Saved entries
···

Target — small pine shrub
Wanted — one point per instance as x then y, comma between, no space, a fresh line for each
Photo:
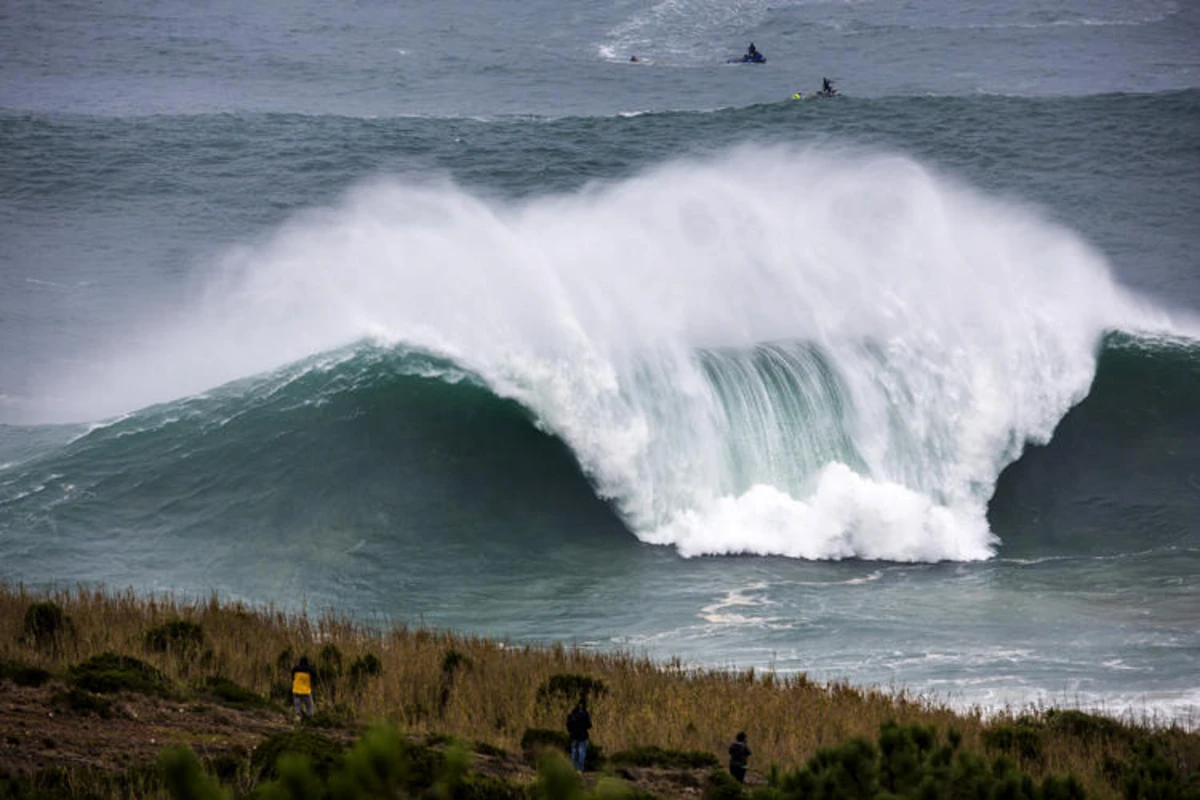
1020,740
179,636
233,695
721,786
46,625
329,663
85,703
185,779
323,752
364,667
569,686
108,673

···

▸ **About this task**
The required output is each record above, reproduced exactly, without its pictures.

▸ **The completed task**
Target — small pine shrub
Wanted — one point per instance as x then y, comma between, no space, a fresh line for each
Photo:
1020,740
179,636
233,695
721,786
46,625
329,663
85,703
185,779
323,752
364,667
569,686
108,673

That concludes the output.